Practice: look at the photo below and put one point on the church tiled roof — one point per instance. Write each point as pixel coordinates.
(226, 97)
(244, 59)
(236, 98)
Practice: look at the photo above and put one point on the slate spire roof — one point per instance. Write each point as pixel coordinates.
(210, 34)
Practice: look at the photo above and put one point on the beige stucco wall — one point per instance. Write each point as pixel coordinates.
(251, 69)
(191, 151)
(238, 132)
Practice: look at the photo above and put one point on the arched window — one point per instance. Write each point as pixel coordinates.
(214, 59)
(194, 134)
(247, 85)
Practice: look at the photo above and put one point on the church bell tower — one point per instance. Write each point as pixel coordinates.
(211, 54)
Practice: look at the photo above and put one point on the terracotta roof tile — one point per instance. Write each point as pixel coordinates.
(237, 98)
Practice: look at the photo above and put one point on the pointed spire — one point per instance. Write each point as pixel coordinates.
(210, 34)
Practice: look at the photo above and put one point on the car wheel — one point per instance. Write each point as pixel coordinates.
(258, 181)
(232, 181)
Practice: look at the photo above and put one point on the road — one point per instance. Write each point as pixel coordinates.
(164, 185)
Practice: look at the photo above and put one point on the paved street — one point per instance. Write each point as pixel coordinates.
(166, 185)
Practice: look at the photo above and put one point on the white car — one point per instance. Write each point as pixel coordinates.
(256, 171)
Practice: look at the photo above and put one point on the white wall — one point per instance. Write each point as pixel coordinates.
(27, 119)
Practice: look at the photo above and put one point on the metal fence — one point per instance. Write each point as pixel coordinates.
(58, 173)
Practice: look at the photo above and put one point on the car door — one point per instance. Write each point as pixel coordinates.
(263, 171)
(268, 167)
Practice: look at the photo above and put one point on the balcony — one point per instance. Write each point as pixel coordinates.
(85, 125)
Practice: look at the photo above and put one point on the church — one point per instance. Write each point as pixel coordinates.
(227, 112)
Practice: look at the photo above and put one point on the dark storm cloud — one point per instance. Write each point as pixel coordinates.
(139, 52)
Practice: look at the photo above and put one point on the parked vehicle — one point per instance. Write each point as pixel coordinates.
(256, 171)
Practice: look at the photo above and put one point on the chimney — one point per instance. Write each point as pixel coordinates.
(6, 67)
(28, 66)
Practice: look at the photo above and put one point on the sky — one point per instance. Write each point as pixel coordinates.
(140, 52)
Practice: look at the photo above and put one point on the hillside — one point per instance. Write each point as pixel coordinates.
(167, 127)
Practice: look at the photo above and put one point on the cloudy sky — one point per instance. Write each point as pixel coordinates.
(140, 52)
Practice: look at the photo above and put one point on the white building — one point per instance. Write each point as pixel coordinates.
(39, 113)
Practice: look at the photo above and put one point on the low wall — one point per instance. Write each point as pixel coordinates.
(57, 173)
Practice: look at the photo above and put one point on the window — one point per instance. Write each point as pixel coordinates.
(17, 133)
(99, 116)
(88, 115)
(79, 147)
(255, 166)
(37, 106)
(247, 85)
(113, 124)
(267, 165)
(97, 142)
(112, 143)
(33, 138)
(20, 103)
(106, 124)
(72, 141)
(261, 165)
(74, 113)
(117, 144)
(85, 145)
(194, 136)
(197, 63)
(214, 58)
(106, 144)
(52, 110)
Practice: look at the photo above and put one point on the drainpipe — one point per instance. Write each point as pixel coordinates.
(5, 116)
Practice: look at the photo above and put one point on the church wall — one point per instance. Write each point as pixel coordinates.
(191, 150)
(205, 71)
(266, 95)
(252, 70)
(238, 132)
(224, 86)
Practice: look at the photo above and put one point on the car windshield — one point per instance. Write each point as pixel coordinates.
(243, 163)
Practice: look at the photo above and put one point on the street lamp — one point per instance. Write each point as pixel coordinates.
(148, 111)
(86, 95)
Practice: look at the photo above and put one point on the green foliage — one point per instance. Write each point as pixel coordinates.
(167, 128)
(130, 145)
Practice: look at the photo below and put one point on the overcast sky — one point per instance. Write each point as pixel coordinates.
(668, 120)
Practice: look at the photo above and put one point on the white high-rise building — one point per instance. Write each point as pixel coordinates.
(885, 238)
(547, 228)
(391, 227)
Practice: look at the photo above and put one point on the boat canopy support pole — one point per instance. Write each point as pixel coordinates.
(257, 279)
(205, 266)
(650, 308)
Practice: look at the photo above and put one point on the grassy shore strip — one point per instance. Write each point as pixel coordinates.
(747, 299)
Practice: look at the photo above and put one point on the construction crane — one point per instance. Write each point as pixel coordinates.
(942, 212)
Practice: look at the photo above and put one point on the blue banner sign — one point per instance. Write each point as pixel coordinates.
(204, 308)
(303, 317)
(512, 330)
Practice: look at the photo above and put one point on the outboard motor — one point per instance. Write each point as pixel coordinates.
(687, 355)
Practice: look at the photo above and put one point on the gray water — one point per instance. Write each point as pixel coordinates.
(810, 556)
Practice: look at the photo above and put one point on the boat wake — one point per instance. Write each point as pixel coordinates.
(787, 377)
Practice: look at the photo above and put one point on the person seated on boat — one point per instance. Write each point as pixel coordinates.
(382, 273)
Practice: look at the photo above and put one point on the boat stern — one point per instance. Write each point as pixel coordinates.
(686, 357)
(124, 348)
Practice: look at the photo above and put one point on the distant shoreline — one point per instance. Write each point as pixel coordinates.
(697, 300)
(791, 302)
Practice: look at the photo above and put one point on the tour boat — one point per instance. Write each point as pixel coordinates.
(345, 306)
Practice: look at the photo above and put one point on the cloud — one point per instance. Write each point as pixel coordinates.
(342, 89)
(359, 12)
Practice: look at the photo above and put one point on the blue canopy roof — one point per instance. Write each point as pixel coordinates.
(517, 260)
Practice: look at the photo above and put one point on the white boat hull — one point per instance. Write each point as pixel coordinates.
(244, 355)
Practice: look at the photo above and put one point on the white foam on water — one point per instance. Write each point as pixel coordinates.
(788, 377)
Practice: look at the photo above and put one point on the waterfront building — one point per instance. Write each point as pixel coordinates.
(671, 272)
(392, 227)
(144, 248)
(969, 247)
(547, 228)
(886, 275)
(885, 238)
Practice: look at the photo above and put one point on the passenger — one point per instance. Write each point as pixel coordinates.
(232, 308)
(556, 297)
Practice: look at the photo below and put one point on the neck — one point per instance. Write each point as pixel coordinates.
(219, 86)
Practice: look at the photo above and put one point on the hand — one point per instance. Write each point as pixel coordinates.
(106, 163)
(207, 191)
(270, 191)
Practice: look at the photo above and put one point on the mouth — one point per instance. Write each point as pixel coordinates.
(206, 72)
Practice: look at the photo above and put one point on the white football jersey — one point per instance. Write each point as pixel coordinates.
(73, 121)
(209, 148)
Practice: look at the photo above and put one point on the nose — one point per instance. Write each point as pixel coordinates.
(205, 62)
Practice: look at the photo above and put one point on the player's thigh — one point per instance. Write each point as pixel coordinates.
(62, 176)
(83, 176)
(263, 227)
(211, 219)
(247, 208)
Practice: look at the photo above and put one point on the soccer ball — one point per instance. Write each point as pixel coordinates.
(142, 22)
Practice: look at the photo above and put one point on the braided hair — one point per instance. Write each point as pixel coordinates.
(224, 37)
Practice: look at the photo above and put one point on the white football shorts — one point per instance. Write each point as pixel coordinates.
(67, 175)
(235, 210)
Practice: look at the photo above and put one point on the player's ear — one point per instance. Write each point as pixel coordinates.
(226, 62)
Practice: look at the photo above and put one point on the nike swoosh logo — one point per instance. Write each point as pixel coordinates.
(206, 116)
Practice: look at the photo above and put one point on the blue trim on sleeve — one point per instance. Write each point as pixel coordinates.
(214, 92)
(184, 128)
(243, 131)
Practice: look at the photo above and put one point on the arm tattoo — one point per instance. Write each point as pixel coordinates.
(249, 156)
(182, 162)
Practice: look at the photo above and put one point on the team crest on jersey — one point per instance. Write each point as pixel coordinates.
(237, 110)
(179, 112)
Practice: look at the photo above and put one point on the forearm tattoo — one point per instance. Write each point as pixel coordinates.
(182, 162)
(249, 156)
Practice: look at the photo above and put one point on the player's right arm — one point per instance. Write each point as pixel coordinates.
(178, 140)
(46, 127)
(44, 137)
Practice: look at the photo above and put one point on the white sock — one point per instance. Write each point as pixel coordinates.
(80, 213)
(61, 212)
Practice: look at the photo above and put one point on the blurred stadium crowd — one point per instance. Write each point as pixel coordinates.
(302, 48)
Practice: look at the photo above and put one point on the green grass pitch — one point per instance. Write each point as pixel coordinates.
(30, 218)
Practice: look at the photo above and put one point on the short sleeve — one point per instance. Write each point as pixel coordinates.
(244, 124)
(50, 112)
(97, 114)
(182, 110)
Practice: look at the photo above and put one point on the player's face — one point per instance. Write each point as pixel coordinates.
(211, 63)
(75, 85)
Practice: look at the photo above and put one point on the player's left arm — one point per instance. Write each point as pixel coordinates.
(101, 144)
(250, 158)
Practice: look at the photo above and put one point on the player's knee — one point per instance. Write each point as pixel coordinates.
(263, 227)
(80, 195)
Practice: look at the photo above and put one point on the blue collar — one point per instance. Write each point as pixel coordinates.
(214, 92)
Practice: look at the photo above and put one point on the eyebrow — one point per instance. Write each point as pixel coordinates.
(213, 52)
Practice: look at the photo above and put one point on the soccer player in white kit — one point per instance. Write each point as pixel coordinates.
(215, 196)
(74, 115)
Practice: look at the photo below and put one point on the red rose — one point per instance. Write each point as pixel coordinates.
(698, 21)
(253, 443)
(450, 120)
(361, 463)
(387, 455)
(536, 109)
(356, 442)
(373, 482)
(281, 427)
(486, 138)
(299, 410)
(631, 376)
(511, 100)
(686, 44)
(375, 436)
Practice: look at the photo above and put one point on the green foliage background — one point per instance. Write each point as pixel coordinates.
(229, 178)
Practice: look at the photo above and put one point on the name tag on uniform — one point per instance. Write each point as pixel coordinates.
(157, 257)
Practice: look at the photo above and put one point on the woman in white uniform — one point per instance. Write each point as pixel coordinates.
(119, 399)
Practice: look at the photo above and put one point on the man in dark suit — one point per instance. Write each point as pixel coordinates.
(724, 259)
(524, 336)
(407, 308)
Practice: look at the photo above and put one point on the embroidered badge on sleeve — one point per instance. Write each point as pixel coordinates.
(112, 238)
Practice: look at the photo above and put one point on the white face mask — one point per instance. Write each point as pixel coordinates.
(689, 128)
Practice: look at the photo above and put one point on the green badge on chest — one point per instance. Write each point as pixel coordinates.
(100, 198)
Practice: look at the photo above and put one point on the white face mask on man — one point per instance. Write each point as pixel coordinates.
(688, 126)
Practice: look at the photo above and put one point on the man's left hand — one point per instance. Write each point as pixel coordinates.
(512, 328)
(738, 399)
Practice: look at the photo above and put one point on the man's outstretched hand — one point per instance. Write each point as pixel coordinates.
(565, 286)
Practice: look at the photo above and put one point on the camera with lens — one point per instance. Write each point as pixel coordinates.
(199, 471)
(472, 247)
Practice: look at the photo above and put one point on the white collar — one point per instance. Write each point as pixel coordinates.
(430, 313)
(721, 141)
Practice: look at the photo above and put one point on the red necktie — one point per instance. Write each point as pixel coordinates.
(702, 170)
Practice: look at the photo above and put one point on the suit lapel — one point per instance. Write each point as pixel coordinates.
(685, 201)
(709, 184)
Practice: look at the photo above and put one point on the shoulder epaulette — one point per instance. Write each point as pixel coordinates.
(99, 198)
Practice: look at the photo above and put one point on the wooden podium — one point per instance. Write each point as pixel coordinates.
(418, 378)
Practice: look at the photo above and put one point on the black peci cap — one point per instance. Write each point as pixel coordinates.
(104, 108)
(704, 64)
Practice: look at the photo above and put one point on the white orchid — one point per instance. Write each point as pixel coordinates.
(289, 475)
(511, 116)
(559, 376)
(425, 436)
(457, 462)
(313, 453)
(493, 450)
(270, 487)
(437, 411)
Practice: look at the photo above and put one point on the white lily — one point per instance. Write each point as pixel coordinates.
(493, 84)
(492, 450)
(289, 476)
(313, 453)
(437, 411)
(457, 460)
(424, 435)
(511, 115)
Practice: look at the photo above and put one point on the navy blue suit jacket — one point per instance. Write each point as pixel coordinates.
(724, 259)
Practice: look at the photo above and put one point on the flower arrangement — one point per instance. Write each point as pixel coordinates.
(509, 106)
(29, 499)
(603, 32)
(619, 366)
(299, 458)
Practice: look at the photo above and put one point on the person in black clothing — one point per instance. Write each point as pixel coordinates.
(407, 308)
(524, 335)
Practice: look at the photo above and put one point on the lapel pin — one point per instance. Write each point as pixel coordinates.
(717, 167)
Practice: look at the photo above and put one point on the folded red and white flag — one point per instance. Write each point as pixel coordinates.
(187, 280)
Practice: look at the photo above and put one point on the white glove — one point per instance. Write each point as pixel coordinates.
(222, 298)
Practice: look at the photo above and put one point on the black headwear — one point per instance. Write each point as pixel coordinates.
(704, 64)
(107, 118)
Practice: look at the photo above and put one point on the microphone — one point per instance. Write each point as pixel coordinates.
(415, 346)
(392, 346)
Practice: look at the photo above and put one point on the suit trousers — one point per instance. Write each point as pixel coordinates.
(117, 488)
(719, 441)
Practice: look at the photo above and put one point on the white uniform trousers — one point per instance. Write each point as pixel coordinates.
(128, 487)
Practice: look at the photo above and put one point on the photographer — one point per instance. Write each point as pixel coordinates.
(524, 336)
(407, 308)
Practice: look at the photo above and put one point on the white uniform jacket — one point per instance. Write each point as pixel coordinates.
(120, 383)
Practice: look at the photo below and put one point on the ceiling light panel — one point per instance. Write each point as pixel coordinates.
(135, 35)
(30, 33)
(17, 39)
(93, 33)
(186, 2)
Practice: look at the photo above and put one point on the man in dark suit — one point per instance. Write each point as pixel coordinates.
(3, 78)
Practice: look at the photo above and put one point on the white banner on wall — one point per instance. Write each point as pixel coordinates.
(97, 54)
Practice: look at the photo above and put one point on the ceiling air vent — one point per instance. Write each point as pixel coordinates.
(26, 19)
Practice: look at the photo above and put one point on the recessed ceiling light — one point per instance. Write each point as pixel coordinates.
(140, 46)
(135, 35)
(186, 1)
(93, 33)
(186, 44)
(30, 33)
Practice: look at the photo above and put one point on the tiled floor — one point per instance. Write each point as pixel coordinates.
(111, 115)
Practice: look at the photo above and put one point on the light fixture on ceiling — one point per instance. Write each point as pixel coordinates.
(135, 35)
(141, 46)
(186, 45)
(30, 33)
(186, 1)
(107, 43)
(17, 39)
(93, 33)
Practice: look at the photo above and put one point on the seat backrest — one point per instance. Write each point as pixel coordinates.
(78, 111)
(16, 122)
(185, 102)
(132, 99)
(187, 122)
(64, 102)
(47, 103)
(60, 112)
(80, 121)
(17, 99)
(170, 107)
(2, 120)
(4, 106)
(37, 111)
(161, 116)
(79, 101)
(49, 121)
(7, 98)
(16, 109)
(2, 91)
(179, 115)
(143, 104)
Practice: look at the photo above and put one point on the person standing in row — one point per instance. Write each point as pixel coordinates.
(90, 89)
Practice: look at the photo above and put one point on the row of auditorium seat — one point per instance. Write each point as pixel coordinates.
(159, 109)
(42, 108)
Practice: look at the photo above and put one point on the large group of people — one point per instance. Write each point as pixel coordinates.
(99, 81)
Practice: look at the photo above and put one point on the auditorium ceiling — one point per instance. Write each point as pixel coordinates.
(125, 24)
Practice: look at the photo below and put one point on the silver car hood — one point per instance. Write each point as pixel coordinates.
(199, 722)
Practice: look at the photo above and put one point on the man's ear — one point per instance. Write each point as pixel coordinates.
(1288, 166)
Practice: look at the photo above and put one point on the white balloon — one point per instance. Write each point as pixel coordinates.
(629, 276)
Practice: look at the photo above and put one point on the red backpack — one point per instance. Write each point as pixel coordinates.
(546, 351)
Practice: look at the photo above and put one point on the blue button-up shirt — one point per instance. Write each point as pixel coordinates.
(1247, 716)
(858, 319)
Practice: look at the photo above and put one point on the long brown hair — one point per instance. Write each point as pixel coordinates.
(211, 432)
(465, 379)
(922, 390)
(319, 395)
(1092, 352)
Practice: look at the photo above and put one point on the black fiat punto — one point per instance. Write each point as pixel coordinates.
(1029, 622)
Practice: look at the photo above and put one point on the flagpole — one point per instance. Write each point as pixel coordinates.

○ ○ ○ ○

→ TASK REQUIREMENTS:
Produce an exact repeat of the lines from the one containing "the man's ear" through the last line of the data, and nothing more.

→ EXERCISE RESPONSE:
Practice: look at the photo above and put one point on the man's ear — one point per instance. Write each point as pixel coordinates.
(1288, 166)
Practice: look at the photo above and put one point on the white balloon — one point per instance. Write each point as pixel coordinates.
(629, 276)
Practice: look at the photo above and put one point on the red backpack — one point per instance. Write each point as pixel coordinates.
(546, 351)
Practice: look at the photo above and put one point on the blue button-up shirt — one point per instance. Write each point as pixel coordinates.
(1247, 716)
(858, 319)
Practice: look at the photo above and put one point on the long brown hair — one point per instance. Write each point as pixel coordinates.
(211, 432)
(465, 379)
(922, 390)
(319, 395)
(1092, 352)
Practice: look at the photo above and put one point on the black fiat punto — one point per instance. Write each point as pixel coordinates.
(1029, 622)
Practice: look at the photo above and put one point on the flagpole — one point per instance. Write each point as pixel coordinates.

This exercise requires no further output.